» What the exercise asks: Where a line of the records holds the string "below", copy that line.

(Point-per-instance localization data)
============

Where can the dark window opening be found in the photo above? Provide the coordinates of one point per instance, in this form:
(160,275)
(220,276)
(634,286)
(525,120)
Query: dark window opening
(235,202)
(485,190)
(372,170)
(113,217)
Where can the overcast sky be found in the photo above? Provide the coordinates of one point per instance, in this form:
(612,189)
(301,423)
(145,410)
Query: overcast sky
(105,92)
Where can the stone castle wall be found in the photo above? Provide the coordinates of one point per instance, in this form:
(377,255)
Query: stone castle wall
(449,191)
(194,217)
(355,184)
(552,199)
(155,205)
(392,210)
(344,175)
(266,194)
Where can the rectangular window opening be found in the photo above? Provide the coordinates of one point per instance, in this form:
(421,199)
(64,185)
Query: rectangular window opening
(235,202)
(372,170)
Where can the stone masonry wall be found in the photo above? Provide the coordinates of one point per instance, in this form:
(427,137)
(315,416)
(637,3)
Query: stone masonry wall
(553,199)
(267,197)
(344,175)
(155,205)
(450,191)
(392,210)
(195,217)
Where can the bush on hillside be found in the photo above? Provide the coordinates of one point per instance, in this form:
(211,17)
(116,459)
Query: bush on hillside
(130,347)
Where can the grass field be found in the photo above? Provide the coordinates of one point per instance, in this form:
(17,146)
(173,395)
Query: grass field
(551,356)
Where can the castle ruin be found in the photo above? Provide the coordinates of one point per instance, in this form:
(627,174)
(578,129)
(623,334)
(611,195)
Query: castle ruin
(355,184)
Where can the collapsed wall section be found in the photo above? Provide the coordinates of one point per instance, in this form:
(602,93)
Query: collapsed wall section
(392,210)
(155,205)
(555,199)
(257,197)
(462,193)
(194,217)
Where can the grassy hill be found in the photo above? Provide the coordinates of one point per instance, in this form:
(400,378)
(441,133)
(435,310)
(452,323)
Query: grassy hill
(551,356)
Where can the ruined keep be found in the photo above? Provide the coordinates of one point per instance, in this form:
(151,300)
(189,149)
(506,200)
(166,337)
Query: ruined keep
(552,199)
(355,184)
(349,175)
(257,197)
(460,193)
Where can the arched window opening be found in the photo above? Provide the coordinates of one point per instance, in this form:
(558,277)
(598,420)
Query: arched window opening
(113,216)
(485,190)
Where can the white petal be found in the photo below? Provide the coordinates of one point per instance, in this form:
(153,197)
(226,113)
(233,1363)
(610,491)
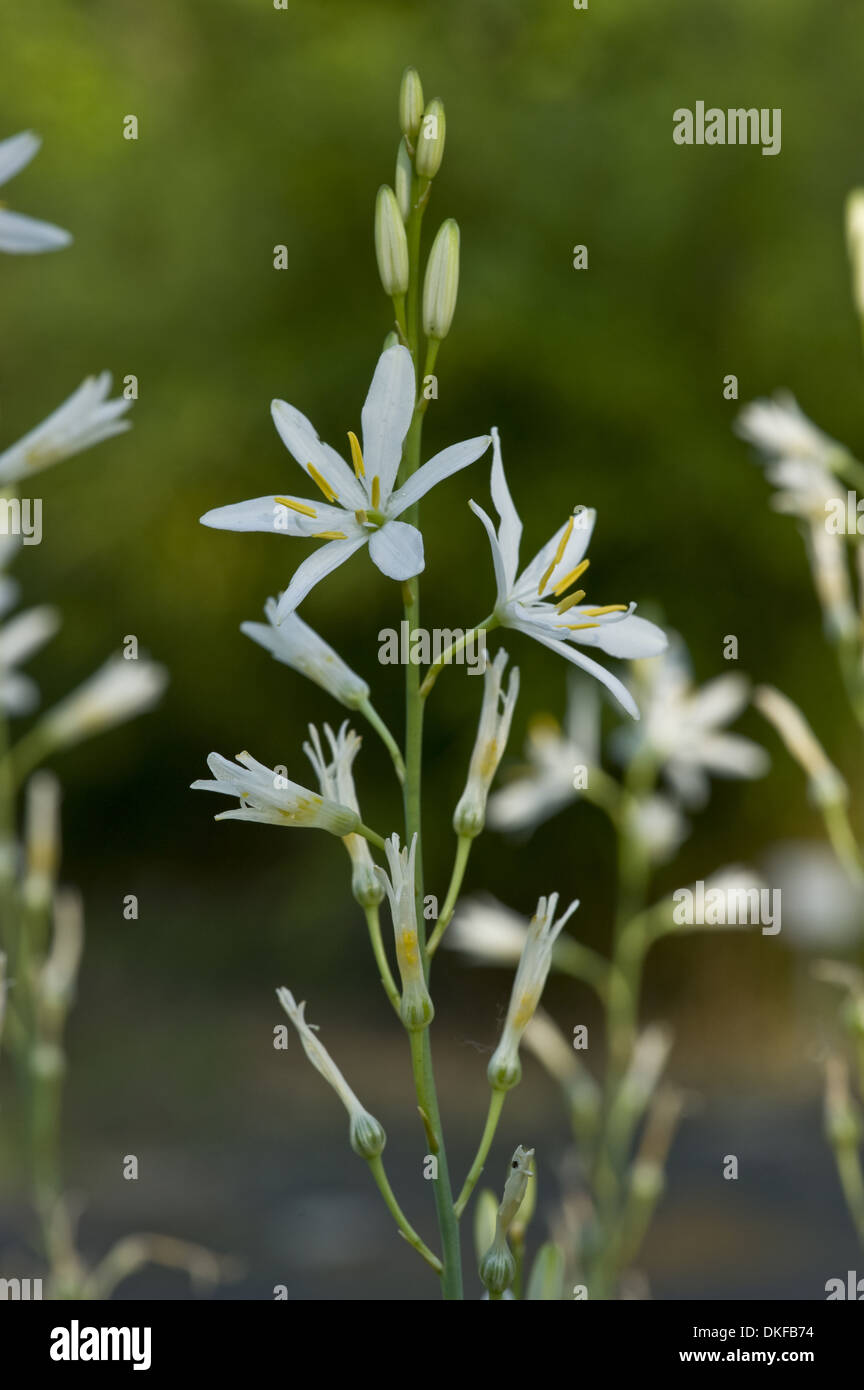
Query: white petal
(25,235)
(435,470)
(15,153)
(386,416)
(397,549)
(317,567)
(302,441)
(510,530)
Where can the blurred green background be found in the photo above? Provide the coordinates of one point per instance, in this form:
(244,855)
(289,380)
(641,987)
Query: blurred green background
(260,127)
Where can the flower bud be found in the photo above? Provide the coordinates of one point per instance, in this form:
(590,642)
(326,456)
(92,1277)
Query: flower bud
(391,243)
(410,103)
(431,141)
(404,173)
(441,285)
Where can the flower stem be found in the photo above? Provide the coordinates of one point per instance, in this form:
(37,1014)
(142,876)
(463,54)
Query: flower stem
(496,1104)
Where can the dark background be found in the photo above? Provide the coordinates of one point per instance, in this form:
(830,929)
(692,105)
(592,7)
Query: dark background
(261,127)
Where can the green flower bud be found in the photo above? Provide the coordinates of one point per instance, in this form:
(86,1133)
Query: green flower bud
(391,243)
(367,1134)
(410,103)
(404,173)
(431,139)
(441,285)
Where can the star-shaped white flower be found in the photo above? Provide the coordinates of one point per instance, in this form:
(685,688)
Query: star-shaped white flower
(361,503)
(18,234)
(542,601)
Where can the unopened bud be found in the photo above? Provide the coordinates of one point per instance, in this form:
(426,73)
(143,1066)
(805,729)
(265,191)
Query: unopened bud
(441,285)
(410,103)
(391,243)
(431,139)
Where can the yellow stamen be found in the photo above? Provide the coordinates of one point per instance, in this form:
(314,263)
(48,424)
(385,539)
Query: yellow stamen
(570,578)
(559,553)
(322,483)
(570,601)
(296,506)
(356,455)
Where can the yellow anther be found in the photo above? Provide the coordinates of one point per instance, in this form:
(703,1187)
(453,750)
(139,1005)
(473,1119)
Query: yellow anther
(322,483)
(296,506)
(356,455)
(570,601)
(570,578)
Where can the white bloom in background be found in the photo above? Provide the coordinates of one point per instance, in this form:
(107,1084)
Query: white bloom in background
(361,505)
(85,419)
(297,645)
(270,798)
(115,692)
(336,781)
(20,638)
(553,755)
(504,1068)
(417,1011)
(685,724)
(367,1136)
(538,603)
(492,734)
(18,234)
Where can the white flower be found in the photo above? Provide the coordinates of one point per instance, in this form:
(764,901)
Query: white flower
(536,601)
(492,734)
(504,1068)
(361,505)
(336,781)
(81,421)
(20,638)
(297,645)
(24,234)
(270,798)
(553,755)
(366,1133)
(417,1011)
(117,691)
(684,724)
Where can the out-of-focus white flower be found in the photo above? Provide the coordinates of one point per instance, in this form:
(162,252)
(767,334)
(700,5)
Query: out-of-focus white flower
(297,645)
(367,1136)
(336,781)
(492,734)
(504,1068)
(416,1011)
(85,419)
(361,505)
(823,909)
(270,798)
(117,691)
(684,724)
(538,603)
(20,638)
(18,234)
(553,755)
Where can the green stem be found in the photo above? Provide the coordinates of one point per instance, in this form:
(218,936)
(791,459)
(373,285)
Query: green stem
(496,1104)
(463,849)
(407,1230)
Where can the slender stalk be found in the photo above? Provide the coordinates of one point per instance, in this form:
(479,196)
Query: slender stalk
(496,1104)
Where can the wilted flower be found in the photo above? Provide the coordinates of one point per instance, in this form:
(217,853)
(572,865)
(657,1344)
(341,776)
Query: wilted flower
(367,1136)
(21,234)
(536,601)
(270,798)
(361,505)
(85,419)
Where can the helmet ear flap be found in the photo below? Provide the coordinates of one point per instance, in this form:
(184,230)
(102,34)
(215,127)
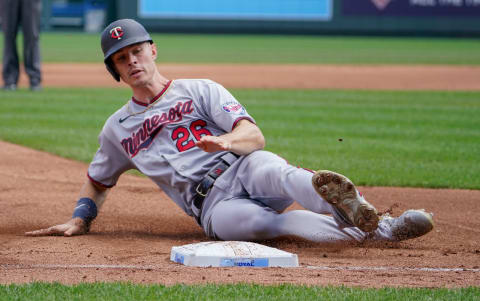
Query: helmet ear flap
(112,70)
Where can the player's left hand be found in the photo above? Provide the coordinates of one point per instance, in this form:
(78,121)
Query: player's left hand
(214,144)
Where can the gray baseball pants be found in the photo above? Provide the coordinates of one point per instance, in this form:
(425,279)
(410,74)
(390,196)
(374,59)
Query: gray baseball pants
(262,186)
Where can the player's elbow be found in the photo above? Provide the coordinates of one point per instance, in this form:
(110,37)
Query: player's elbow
(260,141)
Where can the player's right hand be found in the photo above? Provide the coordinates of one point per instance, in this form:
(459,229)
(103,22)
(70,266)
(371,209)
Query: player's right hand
(75,226)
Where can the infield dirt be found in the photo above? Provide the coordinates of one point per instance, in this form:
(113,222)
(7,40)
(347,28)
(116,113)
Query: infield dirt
(132,237)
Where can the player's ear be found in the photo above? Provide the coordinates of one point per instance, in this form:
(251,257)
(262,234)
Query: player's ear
(154,51)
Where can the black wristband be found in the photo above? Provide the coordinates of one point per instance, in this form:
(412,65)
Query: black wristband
(86,209)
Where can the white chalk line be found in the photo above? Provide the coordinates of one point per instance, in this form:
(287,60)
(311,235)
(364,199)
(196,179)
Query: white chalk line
(148,268)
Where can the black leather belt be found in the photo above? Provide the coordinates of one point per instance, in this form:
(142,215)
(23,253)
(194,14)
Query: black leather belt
(202,189)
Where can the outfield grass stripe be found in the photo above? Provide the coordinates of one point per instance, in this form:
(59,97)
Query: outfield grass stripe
(324,268)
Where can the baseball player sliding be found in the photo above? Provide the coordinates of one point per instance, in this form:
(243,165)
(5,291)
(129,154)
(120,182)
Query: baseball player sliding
(200,146)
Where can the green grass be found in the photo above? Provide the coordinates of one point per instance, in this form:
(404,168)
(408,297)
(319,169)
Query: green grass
(416,139)
(124,291)
(190,48)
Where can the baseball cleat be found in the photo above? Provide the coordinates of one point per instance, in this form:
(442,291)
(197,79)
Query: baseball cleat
(411,224)
(350,205)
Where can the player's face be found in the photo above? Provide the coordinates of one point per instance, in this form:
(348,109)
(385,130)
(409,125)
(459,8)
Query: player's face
(136,63)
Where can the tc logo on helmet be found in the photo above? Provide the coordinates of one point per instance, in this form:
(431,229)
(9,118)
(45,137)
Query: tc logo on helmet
(116,33)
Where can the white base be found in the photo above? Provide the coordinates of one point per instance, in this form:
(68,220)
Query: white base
(232,254)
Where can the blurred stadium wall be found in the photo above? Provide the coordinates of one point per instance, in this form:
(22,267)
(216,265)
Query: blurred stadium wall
(365,17)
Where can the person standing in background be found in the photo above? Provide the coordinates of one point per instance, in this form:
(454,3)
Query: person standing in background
(24,13)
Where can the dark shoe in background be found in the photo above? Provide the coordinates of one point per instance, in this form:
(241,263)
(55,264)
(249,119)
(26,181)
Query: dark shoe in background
(36,88)
(10,87)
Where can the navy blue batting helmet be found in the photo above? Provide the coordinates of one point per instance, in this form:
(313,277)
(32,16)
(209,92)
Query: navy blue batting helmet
(119,34)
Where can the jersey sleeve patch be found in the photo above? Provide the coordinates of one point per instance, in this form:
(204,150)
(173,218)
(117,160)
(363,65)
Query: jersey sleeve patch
(233,107)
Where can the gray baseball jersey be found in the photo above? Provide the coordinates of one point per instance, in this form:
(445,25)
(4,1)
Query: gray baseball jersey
(159,139)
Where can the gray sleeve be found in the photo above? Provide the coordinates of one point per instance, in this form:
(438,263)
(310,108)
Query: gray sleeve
(108,163)
(223,108)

============

» Answer for the task:
Where can the white petal be found in the photo below? Provide the coordinates of one point per instance, in this form:
Where can the helmet ear flap be found in the photo below? Provide the coordinates of one point per instance, in this form:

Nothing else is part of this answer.